-- Provided records follows --

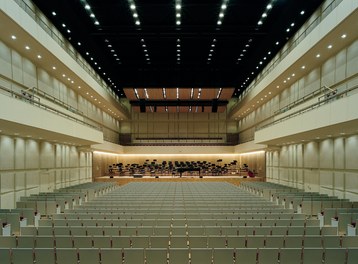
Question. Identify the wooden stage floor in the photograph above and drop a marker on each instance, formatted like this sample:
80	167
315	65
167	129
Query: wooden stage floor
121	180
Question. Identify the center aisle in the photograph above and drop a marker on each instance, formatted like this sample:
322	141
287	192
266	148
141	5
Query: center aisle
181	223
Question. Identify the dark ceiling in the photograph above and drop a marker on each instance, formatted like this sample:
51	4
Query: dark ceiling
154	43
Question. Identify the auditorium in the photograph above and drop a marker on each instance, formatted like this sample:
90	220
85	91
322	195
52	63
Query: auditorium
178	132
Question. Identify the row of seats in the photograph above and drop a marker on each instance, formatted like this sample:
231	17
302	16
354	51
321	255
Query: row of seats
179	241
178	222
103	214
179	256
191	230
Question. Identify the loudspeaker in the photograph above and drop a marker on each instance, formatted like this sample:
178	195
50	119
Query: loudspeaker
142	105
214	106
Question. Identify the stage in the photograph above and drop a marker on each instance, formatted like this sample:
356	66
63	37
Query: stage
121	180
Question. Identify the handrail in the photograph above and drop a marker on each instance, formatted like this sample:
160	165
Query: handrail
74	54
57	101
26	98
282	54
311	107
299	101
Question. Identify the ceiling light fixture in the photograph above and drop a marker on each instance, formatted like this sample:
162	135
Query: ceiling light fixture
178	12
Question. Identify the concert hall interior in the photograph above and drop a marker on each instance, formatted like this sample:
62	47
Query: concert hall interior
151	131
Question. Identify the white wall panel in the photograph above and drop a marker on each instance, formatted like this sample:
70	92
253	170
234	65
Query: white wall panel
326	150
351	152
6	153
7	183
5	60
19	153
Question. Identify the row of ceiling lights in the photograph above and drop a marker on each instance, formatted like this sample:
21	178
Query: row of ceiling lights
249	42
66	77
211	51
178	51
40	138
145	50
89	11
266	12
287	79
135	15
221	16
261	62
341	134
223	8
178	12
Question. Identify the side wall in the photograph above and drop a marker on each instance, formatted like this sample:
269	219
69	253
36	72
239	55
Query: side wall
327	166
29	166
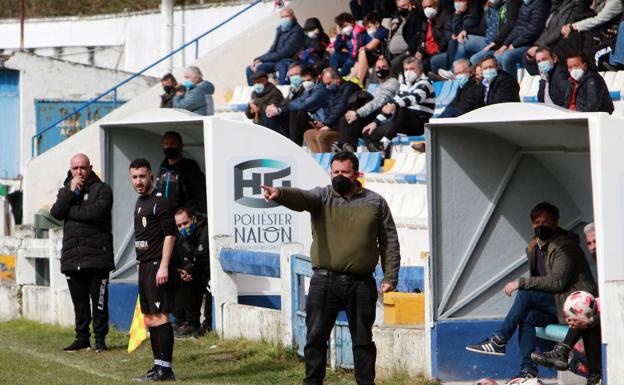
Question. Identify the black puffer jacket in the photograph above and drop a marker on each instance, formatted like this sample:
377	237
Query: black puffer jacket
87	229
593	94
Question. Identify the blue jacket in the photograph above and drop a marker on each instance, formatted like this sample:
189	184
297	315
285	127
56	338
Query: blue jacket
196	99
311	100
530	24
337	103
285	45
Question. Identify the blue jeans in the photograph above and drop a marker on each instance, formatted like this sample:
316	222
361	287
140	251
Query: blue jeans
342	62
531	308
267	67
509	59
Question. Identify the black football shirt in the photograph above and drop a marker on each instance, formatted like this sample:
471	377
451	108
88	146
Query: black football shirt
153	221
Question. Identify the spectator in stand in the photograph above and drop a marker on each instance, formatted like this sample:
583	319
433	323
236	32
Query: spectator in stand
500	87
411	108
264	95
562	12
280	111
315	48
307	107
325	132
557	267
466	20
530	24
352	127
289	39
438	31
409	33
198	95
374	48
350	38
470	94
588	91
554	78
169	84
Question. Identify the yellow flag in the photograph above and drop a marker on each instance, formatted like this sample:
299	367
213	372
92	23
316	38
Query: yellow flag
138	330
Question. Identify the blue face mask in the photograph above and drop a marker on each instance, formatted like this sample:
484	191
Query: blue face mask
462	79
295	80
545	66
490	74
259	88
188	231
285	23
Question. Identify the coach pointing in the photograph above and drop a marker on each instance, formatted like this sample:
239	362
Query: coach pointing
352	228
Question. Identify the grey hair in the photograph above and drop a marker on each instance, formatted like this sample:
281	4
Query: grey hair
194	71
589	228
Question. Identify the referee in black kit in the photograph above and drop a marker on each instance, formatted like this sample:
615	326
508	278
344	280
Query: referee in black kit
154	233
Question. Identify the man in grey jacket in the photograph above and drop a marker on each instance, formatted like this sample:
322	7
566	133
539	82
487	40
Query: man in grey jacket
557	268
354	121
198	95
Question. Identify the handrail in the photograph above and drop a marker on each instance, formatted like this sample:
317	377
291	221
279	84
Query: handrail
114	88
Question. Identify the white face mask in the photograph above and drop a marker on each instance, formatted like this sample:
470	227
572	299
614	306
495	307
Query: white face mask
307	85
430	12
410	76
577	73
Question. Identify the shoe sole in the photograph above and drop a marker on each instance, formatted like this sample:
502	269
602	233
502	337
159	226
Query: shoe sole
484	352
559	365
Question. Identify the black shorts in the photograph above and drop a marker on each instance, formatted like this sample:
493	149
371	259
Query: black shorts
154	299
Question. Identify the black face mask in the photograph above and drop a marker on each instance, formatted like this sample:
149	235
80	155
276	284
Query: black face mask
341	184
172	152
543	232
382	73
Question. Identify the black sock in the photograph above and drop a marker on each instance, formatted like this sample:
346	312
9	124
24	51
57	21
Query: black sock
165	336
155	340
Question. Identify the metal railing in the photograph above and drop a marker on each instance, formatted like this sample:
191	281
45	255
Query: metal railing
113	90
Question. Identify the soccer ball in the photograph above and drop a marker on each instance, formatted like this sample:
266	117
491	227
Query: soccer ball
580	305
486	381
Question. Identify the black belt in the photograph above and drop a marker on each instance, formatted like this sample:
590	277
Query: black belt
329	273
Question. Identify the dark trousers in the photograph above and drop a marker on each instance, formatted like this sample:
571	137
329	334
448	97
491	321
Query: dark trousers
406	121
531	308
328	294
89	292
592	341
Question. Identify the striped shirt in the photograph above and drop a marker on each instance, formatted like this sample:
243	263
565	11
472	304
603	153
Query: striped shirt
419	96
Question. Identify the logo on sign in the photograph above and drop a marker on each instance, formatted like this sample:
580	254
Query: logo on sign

-- Provided records concluded --
-- Provided records follows --

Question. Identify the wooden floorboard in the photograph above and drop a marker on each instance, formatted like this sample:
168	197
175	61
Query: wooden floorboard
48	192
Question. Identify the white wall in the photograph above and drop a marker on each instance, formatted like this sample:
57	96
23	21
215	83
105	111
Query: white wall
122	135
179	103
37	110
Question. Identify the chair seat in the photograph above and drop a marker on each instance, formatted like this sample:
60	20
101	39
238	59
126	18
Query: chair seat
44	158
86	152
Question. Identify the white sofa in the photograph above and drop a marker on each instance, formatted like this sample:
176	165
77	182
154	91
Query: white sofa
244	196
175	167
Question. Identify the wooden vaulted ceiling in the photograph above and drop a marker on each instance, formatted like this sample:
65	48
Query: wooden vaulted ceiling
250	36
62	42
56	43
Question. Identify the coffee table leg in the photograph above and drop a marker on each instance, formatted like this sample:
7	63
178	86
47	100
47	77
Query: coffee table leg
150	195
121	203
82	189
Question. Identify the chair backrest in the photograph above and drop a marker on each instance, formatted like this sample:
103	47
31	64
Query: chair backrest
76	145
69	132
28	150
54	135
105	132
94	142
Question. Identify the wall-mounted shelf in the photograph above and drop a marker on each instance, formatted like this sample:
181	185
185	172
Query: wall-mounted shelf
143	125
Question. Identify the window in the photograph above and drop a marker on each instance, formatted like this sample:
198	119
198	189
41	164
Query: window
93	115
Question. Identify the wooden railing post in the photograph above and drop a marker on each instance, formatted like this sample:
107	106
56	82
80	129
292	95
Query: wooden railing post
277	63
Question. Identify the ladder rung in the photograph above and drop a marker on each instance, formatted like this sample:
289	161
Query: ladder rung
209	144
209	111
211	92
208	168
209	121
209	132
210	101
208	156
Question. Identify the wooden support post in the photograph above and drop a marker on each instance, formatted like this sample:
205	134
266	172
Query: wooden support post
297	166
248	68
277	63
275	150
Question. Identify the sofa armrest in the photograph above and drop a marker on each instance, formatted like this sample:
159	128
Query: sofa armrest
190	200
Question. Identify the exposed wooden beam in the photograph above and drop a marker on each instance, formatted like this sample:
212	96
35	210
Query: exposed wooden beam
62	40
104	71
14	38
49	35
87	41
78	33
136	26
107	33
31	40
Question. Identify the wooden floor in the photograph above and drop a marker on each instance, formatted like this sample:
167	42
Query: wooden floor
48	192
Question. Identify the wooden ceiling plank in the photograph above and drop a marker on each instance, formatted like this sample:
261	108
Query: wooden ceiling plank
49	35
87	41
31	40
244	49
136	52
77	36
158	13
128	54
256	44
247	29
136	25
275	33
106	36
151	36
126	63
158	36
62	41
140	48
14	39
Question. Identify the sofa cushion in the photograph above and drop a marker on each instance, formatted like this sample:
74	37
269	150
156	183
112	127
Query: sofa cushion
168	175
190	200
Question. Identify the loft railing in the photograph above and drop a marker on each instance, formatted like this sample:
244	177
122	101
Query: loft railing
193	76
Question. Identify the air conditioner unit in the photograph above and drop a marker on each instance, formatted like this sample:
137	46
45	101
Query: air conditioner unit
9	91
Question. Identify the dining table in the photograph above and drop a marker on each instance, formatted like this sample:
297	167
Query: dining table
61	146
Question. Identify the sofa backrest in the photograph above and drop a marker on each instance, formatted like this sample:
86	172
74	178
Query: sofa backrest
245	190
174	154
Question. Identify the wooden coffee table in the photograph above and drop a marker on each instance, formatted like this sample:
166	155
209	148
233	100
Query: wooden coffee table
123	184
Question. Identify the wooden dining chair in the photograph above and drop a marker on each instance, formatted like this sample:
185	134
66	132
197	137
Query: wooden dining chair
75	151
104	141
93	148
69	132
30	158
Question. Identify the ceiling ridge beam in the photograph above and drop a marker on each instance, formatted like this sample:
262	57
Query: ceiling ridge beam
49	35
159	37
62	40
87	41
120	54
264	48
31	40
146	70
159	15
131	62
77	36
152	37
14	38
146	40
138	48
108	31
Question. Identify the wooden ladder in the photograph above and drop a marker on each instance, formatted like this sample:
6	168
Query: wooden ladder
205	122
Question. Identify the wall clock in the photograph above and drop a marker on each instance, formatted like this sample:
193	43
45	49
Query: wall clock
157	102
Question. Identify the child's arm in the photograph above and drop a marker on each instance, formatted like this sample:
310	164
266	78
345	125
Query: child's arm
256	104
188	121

-- Provided records concluded --

Which of the lines above include the string "logo"? Pick them out and copy them.

Question. Identify the logo on sign in the photograph above and drop a marker on each instance, formatted like this sample:
Query: logo on sign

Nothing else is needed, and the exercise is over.